===== PROVIDED RECORDS =====
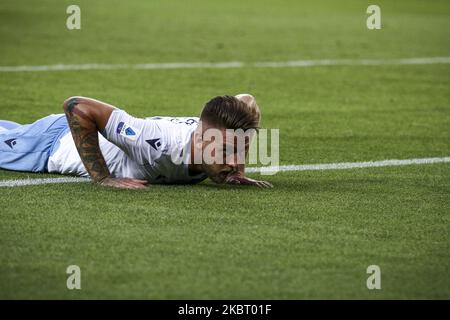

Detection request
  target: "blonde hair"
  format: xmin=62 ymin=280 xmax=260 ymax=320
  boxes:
xmin=200 ymin=94 xmax=261 ymax=131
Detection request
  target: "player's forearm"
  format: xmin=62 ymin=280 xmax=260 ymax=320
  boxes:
xmin=64 ymin=97 xmax=110 ymax=182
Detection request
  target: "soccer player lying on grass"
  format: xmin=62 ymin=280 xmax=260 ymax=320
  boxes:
xmin=0 ymin=94 xmax=272 ymax=189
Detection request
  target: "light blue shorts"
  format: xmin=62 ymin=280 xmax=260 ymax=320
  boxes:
xmin=0 ymin=114 xmax=70 ymax=172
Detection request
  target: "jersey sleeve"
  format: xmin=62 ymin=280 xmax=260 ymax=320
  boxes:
xmin=104 ymin=109 xmax=161 ymax=164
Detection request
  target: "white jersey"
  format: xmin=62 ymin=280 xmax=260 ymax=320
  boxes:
xmin=48 ymin=109 xmax=207 ymax=183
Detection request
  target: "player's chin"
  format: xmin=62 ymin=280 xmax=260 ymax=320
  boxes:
xmin=209 ymin=174 xmax=227 ymax=184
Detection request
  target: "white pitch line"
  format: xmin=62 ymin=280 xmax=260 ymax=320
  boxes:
xmin=245 ymin=157 xmax=450 ymax=172
xmin=0 ymin=57 xmax=450 ymax=72
xmin=0 ymin=157 xmax=450 ymax=187
xmin=0 ymin=177 xmax=90 ymax=187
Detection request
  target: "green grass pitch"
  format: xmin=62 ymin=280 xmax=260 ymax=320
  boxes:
xmin=0 ymin=0 xmax=450 ymax=299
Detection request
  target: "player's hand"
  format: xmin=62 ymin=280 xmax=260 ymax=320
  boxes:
xmin=98 ymin=177 xmax=148 ymax=189
xmin=225 ymin=175 xmax=273 ymax=188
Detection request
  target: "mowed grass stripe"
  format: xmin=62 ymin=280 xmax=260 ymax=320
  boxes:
xmin=0 ymin=57 xmax=450 ymax=72
xmin=0 ymin=157 xmax=450 ymax=187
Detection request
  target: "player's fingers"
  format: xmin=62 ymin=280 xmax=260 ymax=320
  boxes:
xmin=126 ymin=179 xmax=148 ymax=185
xmin=256 ymin=181 xmax=273 ymax=188
xmin=119 ymin=180 xmax=146 ymax=189
xmin=126 ymin=181 xmax=147 ymax=189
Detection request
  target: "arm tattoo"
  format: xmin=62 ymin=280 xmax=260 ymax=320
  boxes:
xmin=64 ymin=98 xmax=110 ymax=182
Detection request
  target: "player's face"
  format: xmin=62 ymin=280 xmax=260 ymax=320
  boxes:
xmin=202 ymin=129 xmax=248 ymax=183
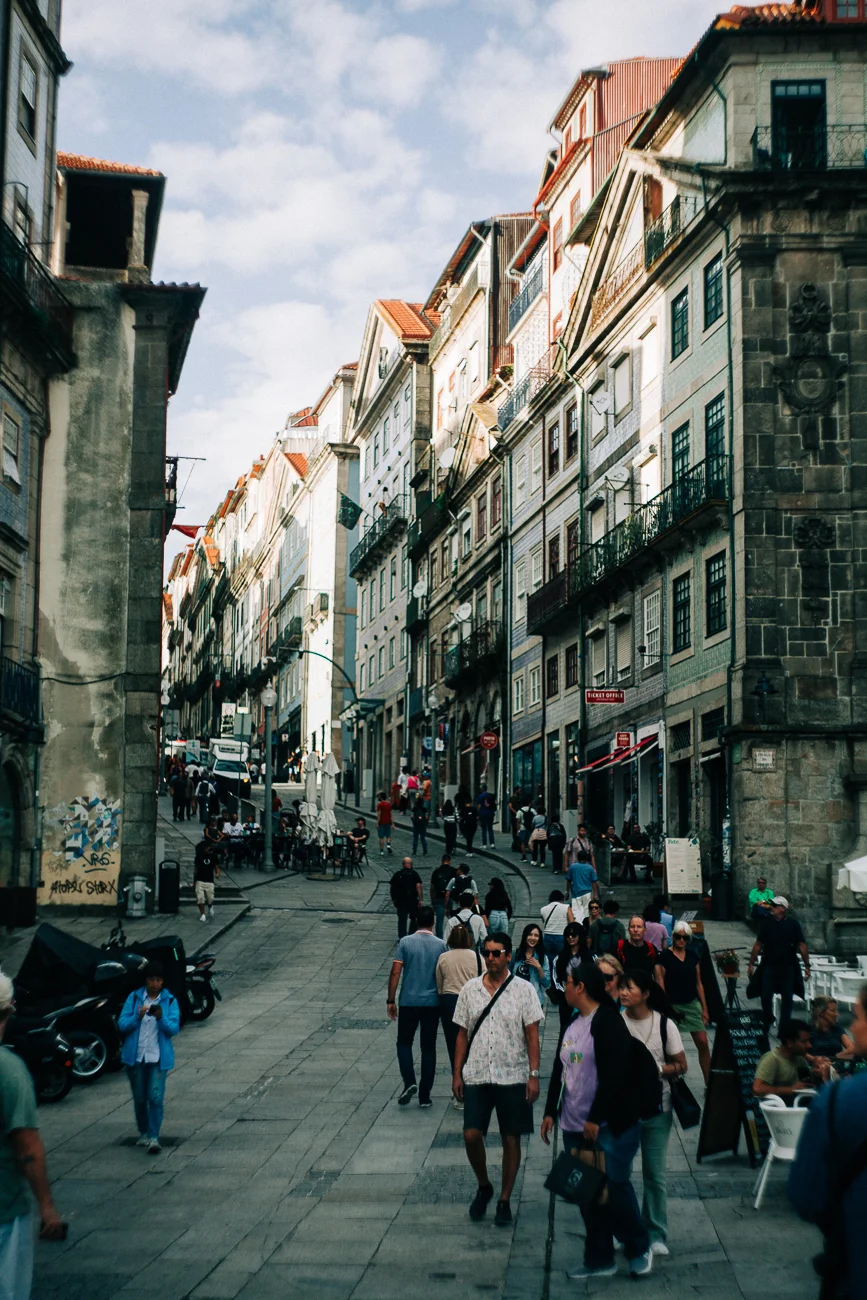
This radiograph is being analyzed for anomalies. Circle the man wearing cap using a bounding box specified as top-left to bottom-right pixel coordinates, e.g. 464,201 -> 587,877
747,894 -> 810,1034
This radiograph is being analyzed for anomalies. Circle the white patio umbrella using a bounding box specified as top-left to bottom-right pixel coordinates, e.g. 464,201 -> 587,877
304,750 -> 322,803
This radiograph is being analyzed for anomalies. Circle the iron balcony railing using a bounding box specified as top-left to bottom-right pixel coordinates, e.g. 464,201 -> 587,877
645,194 -> 699,269
0,221 -> 75,369
443,619 -> 504,686
508,261 -> 545,334
526,456 -> 731,636
753,124 -> 867,172
0,655 -> 39,724
350,497 -> 407,577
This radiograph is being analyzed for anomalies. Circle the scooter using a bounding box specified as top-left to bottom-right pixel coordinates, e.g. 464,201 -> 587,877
=====
[YOUR INSTRUCTIONS] Please rewrite all of the entries above, replacing "Detection request" with "Box request" wherever it appears and leaving everything else unchanged. Omit the pictures from your answer.

[EXPECTED ANSWER]
Box request
  target: "blonde hair"
  format: xmin=62 ymin=280 xmax=260 ymax=320
  boxes:
xmin=200 ymin=94 xmax=261 ymax=131
Box request
  target: "player's forearm"
  format: xmin=62 ymin=280 xmax=260 ymax=320
  boxes:
xmin=64 ymin=97 xmax=110 ymax=182
Box request
  target: "soccer player lying on grass"
  format: xmin=62 ymin=280 xmax=260 ymax=320
  boxes:
xmin=0 ymin=94 xmax=272 ymax=189
Box request
  target: "light blue shorts"
  format: xmin=62 ymin=280 xmax=260 ymax=320
  boxes:
xmin=0 ymin=114 xmax=70 ymax=172
Box request
  target: "jersey sleeve"
  format: xmin=62 ymin=280 xmax=260 ymax=320
  boxes:
xmin=104 ymin=109 xmax=161 ymax=164
Box request
  target: "white jersey"
  format: xmin=62 ymin=280 xmax=260 ymax=320
  boxes:
xmin=48 ymin=109 xmax=207 ymax=183
Box request
  target: "player's chin"
  format: xmin=62 ymin=280 xmax=260 ymax=320
  boxes:
xmin=209 ymin=174 xmax=227 ymax=184
Box request
  target: "white pitch line"
  format: xmin=62 ymin=280 xmax=260 ymax=320
  boxes:
xmin=245 ymin=157 xmax=450 ymax=172
xmin=0 ymin=57 xmax=450 ymax=72
xmin=0 ymin=157 xmax=450 ymax=187
xmin=0 ymin=177 xmax=90 ymax=187
Box request
  target: "green grass pitch"
  format: xmin=62 ymin=280 xmax=260 ymax=320
  boxes:
xmin=0 ymin=0 xmax=450 ymax=299
Box request
  target: "player's hand"
  format: xmin=62 ymin=280 xmax=260 ymax=320
  boxes:
xmin=98 ymin=177 xmax=148 ymax=189
xmin=225 ymin=175 xmax=273 ymax=188
Box request
  target: "mowed grass stripe"
  format: xmin=62 ymin=280 xmax=260 ymax=320
  boxes:
xmin=0 ymin=57 xmax=450 ymax=72
xmin=0 ymin=157 xmax=450 ymax=187
Box request
  target: "player's fingers"
  format: xmin=62 ymin=280 xmax=260 ymax=320
  boxes:
xmin=126 ymin=179 xmax=148 ymax=185
xmin=256 ymin=181 xmax=273 ymax=188
xmin=119 ymin=180 xmax=146 ymax=189
xmin=126 ymin=181 xmax=147 ymax=189
Box request
  target: "arm tattoo"
  format: xmin=62 ymin=280 xmax=260 ymax=320
  boxes:
xmin=64 ymin=98 xmax=110 ymax=182
Box request
  target: "player's face"
  format: xmin=62 ymin=280 xmax=260 ymax=320
  boxes:
xmin=202 ymin=129 xmax=248 ymax=183
This radiograph is being analyzed for anomalies. Circle the man wearing cap using a bounding box specified as top-left to bottom-right pixel coordinates, e.g. 464,201 -> 587,877
747,894 -> 810,1034
This radiograph is being analyzed for anomalies. Circle the white patio umbrella using a bounding box specified as top-left to bottom-right pixel coordinates, e.g. 464,201 -> 587,877
304,750 -> 322,803
This radiograph is being analyzed for anomalies. Circle the iron balcony railing using a bounding box specified as top-left to bottom-right pixel coordinates, e.g. 464,201 -> 587,877
645,194 -> 699,269
0,221 -> 75,369
443,619 -> 504,686
508,261 -> 545,334
526,456 -> 731,636
753,124 -> 867,172
0,655 -> 39,724
350,497 -> 407,577
This radiograph is being analyzed for anomalies. Circle the scooter using a bounding box specified as top-left to bottom-right pixel coordinates, e.g. 464,201 -> 587,877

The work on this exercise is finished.